Work to do =
Lay out the stretch from "Drone-based crop survey: pinpoint every front bumper" through "[0,274,53,327]" as a two-column CSV headed text and answer, with one row per record. Put each field in quotes and turn any line breaks into spaces.

╭─ Dataset entries

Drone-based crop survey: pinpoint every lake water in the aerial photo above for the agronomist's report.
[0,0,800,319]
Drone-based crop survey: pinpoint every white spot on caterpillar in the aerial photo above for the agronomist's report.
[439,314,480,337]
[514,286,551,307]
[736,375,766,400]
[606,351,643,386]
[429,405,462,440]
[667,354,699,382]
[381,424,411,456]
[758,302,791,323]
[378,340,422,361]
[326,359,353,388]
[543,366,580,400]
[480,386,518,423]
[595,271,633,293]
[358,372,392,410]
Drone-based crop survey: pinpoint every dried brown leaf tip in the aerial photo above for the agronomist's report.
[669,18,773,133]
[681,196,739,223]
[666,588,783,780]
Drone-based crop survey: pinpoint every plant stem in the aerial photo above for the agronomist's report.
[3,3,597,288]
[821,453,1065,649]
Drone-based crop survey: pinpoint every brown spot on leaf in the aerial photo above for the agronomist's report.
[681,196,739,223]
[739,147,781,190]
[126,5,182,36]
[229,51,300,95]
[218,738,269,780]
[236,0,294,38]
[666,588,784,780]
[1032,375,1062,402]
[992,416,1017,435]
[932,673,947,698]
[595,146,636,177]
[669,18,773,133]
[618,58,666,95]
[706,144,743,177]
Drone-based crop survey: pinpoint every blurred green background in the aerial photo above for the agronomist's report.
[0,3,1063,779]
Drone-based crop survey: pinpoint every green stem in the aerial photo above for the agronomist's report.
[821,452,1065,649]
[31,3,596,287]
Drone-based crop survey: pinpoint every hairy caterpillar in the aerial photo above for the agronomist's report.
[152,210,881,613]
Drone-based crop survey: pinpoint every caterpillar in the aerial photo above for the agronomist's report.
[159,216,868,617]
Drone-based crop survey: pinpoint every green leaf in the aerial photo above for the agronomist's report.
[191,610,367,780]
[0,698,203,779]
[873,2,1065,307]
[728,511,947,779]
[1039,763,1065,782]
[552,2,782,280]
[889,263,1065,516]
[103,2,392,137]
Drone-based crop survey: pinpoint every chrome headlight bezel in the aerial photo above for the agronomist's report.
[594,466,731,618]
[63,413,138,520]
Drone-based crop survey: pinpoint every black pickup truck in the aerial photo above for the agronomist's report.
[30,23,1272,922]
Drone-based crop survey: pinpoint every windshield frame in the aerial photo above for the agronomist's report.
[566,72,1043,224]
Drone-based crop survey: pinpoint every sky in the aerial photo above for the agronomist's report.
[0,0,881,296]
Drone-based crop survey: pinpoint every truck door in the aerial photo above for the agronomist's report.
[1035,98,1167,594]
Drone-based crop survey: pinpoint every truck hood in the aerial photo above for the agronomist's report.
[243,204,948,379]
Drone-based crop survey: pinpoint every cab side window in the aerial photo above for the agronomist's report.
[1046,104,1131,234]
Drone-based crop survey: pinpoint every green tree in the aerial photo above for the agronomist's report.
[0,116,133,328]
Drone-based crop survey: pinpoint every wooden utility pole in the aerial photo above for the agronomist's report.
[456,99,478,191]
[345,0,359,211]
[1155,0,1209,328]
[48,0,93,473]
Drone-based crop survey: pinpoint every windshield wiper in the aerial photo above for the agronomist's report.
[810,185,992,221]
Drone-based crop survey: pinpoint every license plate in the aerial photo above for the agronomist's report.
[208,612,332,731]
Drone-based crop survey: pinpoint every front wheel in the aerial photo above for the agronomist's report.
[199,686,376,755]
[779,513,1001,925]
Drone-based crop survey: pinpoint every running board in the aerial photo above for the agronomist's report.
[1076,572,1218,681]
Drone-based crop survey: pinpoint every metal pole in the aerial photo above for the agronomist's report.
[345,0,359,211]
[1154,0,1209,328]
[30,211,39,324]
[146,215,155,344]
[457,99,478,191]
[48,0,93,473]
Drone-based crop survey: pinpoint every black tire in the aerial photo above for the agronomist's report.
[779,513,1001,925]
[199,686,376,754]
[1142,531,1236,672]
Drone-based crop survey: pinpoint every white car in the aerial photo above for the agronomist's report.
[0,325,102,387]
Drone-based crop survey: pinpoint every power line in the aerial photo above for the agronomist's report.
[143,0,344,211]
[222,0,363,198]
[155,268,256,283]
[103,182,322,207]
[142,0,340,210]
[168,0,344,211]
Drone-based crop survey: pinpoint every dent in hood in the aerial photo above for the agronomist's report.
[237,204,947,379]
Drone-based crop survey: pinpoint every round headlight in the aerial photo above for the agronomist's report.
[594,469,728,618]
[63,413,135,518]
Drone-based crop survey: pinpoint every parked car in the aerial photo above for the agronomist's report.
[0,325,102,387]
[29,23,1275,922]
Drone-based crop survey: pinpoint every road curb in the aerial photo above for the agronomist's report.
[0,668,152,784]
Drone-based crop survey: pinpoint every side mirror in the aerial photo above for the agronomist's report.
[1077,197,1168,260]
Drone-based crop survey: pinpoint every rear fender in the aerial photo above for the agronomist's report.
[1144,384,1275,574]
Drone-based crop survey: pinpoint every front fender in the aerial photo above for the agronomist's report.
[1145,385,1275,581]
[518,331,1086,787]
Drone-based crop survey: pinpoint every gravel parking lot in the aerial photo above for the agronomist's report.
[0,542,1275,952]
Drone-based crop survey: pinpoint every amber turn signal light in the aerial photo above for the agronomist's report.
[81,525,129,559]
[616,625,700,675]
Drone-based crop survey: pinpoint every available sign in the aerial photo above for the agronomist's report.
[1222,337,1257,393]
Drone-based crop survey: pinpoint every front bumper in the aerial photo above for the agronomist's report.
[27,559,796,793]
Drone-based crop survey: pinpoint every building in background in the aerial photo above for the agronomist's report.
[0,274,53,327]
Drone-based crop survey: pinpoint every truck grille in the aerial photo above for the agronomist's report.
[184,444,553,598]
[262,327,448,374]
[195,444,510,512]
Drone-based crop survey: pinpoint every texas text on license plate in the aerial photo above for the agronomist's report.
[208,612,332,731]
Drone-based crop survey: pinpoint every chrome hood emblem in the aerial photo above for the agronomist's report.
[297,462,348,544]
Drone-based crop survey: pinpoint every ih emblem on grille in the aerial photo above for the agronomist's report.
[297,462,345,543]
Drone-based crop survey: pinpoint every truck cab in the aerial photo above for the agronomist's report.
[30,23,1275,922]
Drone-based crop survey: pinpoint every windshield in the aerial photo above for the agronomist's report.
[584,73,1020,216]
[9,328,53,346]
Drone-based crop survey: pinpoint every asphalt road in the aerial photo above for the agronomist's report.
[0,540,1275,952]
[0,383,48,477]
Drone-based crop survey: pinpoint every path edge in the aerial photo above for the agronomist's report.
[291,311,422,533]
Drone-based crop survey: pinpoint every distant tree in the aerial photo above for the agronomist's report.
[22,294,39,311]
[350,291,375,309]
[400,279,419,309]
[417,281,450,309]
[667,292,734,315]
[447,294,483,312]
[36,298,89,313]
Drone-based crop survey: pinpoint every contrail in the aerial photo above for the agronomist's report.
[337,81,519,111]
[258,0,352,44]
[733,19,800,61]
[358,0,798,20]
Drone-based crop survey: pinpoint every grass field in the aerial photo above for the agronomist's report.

╰─

In response =
text,answer
"Drone-based crop survey: pinpoint every front bumper in the aerial photo above for the agronomist's report.","[27,559,796,793]"
"Drone-based crop survey: pinpoint every building in background in the aerial photo above for the agronomist's report.","[0,274,53,327]"